--- Start of Provided entries ---

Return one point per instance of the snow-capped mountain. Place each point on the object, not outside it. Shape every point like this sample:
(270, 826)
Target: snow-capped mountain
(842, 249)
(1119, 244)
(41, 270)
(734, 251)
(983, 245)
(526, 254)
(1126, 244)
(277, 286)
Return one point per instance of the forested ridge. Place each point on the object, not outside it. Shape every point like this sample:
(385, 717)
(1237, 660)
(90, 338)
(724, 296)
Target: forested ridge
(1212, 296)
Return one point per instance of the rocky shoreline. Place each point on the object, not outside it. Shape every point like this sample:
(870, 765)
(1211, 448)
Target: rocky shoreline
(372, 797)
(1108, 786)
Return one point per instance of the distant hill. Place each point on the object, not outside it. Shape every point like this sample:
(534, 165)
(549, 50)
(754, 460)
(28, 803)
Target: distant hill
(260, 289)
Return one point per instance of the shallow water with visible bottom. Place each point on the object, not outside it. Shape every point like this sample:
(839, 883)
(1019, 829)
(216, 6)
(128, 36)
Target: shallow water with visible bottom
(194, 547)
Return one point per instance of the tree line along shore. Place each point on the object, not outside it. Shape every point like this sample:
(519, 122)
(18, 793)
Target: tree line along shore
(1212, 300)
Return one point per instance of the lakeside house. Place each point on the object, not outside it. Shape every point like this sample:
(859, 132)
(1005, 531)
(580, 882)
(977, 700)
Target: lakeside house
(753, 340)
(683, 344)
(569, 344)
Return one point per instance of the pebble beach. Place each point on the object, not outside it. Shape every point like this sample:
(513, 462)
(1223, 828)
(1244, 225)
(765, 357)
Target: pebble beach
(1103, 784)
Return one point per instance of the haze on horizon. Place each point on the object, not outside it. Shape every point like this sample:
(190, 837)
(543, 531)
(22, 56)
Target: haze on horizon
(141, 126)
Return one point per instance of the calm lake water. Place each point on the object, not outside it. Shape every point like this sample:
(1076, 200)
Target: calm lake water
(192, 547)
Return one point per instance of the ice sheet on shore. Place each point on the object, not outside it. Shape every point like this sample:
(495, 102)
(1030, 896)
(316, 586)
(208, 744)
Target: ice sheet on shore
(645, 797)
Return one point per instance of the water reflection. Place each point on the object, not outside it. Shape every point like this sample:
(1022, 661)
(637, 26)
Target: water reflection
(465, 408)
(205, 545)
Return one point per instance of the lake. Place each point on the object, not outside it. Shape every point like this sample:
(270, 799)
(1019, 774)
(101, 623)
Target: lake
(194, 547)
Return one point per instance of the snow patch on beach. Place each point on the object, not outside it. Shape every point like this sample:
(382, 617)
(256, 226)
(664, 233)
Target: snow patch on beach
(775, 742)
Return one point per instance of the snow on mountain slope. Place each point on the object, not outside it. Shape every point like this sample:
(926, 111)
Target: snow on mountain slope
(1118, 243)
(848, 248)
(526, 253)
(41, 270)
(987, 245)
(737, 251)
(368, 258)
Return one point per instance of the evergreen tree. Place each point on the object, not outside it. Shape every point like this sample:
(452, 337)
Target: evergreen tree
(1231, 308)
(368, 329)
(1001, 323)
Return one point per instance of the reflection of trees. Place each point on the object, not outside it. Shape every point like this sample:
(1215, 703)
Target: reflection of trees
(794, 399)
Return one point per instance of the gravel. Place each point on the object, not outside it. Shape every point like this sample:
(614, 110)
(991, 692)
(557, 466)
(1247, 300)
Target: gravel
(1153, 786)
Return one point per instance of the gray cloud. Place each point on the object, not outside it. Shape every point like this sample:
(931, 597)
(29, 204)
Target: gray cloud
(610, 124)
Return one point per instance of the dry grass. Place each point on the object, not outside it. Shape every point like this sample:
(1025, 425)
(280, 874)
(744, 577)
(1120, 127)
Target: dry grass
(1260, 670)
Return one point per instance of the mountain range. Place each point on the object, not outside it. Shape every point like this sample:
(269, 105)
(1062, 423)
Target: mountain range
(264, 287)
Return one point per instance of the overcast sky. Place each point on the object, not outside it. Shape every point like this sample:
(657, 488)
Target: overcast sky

--- End of Provided entries ---

• Exercise instructions
Copy all of the records above line for line, with no changes to any wording, number, or punctuation.

• Expected output
Return one point per instance of the snow-capped mountain. Place each point on the object, not outside it. Shape every point like this sample:
(270, 826)
Target: snow-capped mountain
(842, 249)
(1119, 244)
(41, 270)
(734, 251)
(983, 245)
(526, 254)
(1126, 244)
(277, 286)
Return one point per instance of the forested ridge. Place each point on the object, not outside it. Shape every point like this sample:
(385, 717)
(1237, 660)
(90, 338)
(724, 296)
Target: forested ridge
(1212, 296)
Return one point per instance of the rocky shoreline. Place each point on the object, not outside it. Shape every point like this sample:
(870, 765)
(1211, 448)
Target: rocky shoreline
(372, 797)
(1108, 786)
Return one point per instance of the distant hill. Place each point on the object, not outside it. Shape every point like this sample:
(534, 165)
(549, 50)
(754, 460)
(28, 803)
Target: distant hill
(260, 289)
Return one point per instance of the shallow water with visible bottom. Place each point on the object, not outside it. Shape every point like this sample:
(839, 883)
(1019, 829)
(216, 6)
(128, 36)
Target: shallow water with visible bottom
(194, 547)
Return one point per instance of the tree line along shore. Place each point on the object, not outside it. Shape every point like this sample:
(519, 122)
(18, 793)
Target: tree line along shore
(1212, 300)
Return one point per instance of the lakeside house. Place each point on the object, not outside it. Shape every point like this sample:
(859, 132)
(1005, 531)
(580, 882)
(977, 700)
Target: lakeside house
(753, 340)
(683, 344)
(569, 344)
Return one point per instance of the pebble beach. Place each point on the object, not outside it. Shape every point like this sample:
(513, 462)
(1223, 828)
(1244, 225)
(765, 357)
Target: pebble beach
(1103, 784)
Return one point per instance of the haze on horizon. Place each point on the object, not outside it. Shape every point like this sample:
(190, 837)
(543, 531)
(22, 56)
Target: haze on horizon
(141, 126)
Return one point per instance of the calm lake water. Place each point on the object, not outside it. Shape every point like this sample:
(1076, 200)
Target: calm lake water
(192, 547)
Return one point per instance of the ice sheet on shore. Place each point on the object, not outside it. Shape every point like this sample:
(495, 102)
(1030, 896)
(316, 586)
(208, 744)
Target: ice sheet on shore
(645, 797)
Return one point per instance of the water reflection. Place each point on the object, not outside it. Shape every point like this sample:
(1022, 661)
(637, 26)
Target: water reflection
(465, 408)
(205, 545)
Return one point per instance of the lake. Place each point on the object, not outside it. Shape every point like this sample:
(270, 799)
(1019, 774)
(101, 623)
Target: lake
(194, 547)
Return one point per instance of the snow patch on beach. Place each point on the object, not outside it. Shape every point like this sample:
(382, 617)
(256, 226)
(664, 233)
Target: snow patch on beach
(775, 742)
Return one point per instance of the snow on mountain slope. Place each point on the object, not outside it. Shape every point like this sample:
(926, 111)
Target: snow on mountain slope
(1118, 243)
(848, 248)
(526, 253)
(41, 270)
(987, 245)
(737, 251)
(368, 258)
Return one point per instance of the evergreen tree. Place each point on the object, not outside it. Shape every point like this sample:
(452, 337)
Target: evergreen tree
(1231, 308)
(368, 329)
(1001, 323)
Return one point per instance of the reflection of trees. Place each point on the object, not outside it. Shape every point like this sample:
(1215, 703)
Target: reflection of trees
(794, 399)
Return one point per instance of the gravel. Place each point on the object, not outside it. Shape every point like this sample:
(614, 110)
(991, 692)
(557, 466)
(1247, 300)
Target: gravel
(1153, 786)
Return one point per instance of the gray cloud. Place each point on the object, not outside it. Shape every point like this sample:
(931, 597)
(29, 204)
Target: gray cloud
(610, 124)
Return one point per instance of the dry grass. Place each point on the object, not outside it. Shape every point like this sample:
(1025, 425)
(280, 874)
(744, 577)
(1120, 127)
Target: dry grass
(1260, 670)
Return one point per instance of the mountain range. Place each point on the object, not outside it. Shape every point like this sample:
(269, 105)
(1062, 423)
Target: mountain range
(264, 287)
Return one point per instance of the overcast sky. Place each point on the object, not outside it. Shape every point like this sample:
(657, 488)
Target: overcast sky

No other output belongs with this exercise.